- _Text excerpt_

########

In The Dark Knight Rises, Christopher Nolan's grand conclusion to his Batman trilogy, an unassuming scene captures the essence of what resonates with me in this outlook on the hero: a beat cop turned detective, John Blake (Joseph Gordon-Levitt), walks the streets of a ravaged, desolate Gotham, using a piece of chalk to draw modified Bat-symbols. It's an emblem of hope and fortitude, during a time when there's no assurance that the city's demonized guardian would pull them from the vice of anarchy threatening to wipe Gotham off the face of the map. Orchestrated with bombast to spare, the situation leaves one wondering whether they'll even be able to survive this hopelessness, marked by lethal twists-'n-turns and a decimated social infrastructure. To say that the execution of Rises' revolutionary setting comes as a surprise -- both in rewarding conventionalism and how it pushes realism to the edge of plausibility for its complex theatrics -- would be an understatement, and the way the hero emerges to answer the call of those chalked symbols does nothing short of exhilarate.
From the beginning, Nolan and his writers -- David S. Goyer for Begins, Jonathan Nolan for The Dark Knight and Rises -- have incorporated elements of the graphic novels into their trilogy, only tweaked to fit into the universe's tone and realism. Taking pages from "The Dark Knight Returns" at first, where they set up a point for an older, retired, grieving Batman to reemerge, the story advances forward eight years to a time when organized crime has been largely contained through an initiative called the Dent Act. Following the events of The Dark Knight, where Batman is forced to hide in the shadows due to suspicion of murder, Bruce Wayne (Christian Bale) lets himself wither in the halls of his echoic lofts of his mansion, lamenting the losses of loved ones and brooding over his moral choice for the greater good of Gotham. This peace doesn't last, though: a new threat, the muscular and masked idealist named Bane (Tom Hardy), gradually plants seeds of destruction around the city that drives Batman out of the shadows, once he delivers a personal blow to Bruce. He's there to make sure that Gotham is reduced to ashes, but not without suffering.
The Dark Knight generated substantial critical success, but one impression frequently emerges about the anarchy that The Joker brought onto Gotham: it wasn't as focused on being a comic-book movie like Batman Begins, despite an imposing and impressive presence. While I hesitate to say that this changes significantly with Rises, Nolan and his creative crew have certainly brought the material closer to that stature. Gathering thematic elements spread across the trilogy, from Batman as an elemental representation and Bruce Wayne "picking himself up" from adversity to the symbolic destruction of Gotham City, Nolan gives his ideas an unrestrained, persistent presence while exploring the billionaire's damaged psychosis. In fact, it wouldn't be unreasonable to say that Rises focuses far less on Batman as an entity himself; Wayne's melancholy seclusion, his defeatist attitude when talking to his dutiful father-figure butler, Alfred (Michael Caine), and his Wayne Enterprises "tech consultant" Lucius Fox (Morgan Freeman), and his reluctant reemergence in society -- and into a new relationship with sustainable-energy proponent Miranda Tate (Marion Cotillard) -- run parallel to the tainted essence of the city he dedicated his life to defending under a thankless mask. A mythical quality stirs here, underscored by iconic visual reflections from the books repurposed for Nolan's context.

########

- _What this exercise asks_
1 - In the review of The Dark Knight Rises, why has Batman been hiding in the shadows, and what drives him back out?
2 - List every actor the review of The Dark Knight Rises names, with the character each one plays.
3 - Extend the review of The Dark Knight Rises beyond its last sentence.

[Items from a dataset]
########

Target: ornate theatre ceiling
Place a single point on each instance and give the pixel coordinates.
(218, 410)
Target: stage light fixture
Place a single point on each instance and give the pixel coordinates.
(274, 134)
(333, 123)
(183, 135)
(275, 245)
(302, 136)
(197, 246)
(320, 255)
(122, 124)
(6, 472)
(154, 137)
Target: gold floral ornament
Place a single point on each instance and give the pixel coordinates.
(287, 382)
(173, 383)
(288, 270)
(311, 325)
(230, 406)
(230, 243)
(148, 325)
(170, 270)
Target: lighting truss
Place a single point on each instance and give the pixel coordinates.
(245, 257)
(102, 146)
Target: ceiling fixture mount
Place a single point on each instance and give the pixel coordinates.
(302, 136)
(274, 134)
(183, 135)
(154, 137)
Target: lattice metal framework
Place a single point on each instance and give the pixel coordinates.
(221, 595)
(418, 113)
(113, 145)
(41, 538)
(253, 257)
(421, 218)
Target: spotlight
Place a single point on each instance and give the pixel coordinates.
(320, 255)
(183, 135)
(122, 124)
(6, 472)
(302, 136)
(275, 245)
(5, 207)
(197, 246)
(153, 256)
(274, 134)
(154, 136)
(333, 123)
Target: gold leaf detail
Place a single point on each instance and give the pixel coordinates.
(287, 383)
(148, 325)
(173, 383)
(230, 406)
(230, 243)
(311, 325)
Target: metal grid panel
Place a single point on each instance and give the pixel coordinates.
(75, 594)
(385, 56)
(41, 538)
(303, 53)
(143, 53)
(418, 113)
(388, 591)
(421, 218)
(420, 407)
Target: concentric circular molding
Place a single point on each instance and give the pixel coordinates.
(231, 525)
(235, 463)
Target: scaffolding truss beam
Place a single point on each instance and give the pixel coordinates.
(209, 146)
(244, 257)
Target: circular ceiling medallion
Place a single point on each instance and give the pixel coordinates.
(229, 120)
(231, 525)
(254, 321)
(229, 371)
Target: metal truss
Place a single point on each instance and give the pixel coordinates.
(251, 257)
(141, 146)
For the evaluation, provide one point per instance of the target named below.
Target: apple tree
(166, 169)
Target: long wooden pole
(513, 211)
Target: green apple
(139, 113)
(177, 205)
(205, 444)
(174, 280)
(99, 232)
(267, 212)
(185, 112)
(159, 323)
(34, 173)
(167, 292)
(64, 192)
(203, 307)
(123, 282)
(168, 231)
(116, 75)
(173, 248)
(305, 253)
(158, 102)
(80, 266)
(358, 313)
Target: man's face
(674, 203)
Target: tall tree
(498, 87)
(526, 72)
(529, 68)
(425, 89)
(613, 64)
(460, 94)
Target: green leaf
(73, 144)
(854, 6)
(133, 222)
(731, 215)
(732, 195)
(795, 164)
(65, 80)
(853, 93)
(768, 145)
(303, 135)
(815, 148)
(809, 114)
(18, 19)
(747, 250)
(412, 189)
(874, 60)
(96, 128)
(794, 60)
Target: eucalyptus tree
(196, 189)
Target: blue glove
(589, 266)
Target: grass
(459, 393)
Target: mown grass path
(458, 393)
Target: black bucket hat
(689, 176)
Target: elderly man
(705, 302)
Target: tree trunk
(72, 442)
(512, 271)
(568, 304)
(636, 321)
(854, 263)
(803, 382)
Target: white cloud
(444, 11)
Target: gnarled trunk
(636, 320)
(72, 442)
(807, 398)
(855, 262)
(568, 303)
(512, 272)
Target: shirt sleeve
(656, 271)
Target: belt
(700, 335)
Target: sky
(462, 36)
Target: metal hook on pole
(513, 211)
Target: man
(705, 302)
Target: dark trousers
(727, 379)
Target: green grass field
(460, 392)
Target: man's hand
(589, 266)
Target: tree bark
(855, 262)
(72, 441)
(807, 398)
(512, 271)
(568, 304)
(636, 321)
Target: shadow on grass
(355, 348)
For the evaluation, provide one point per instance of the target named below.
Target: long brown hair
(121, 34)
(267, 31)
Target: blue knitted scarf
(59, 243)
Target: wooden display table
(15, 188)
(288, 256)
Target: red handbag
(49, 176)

########

- _Outputs in order_
1 - Batman has been hiding because, after the events of The Dark Knight, he is under suspicion of murder. He is driven back out when Bane gradually plants seeds of destruction around Gotham, once Bane has delivered a personal blow to Bruce.

2 -
- Joseph Gordon-Levitt: John Blake
- Christian Bale: Bruce Wayne
- Tom Hardy: Bane
- Michael Caine: Alfred
- Morgan Freeman: Lucius Fox
- Marion Cotillard: Miranda Tate

3 -
The city of Gotham remains a collective character of its own in The Dark Knight Rises, heightened by newly-introduced faces that operate as the paragons and deviants that populate the metropolitan area, products of its corruption similar to that of Bruce Wayne. Aside from Lieutenant James Gordon, whom Gary Oldman once again handles admirably, Joseph Gordon-Levitt becomes the portrait of integrity and virtue as "hot-headed" cop John Blake, whose ties with an orphanage provides an added emotional facet to the conflict that'll arise later on. Perhaps the most interesting, though, is Selina Kyle, an expert thief who first associates with Bruce Wayne as a mark for her talent. Anne Hathaway expertly distills sauciness, desperation, and malleability in this take on the ... uh, "feline" renegade who wishes for nothing but a better life and a clean slate, offering a compelling counterpoint to both Batman and Bruce Wayne as an entity who slips in and out of the same shadows that the hero hides within. The urge might arise to dismiss these characters as superfluous entities in terms of how they apply to the main plot, something of a recurring issue with Nolan's work, yet their solidly-written presence as byproducts of Gotham City's uglier side are more vital than their superficial purposes.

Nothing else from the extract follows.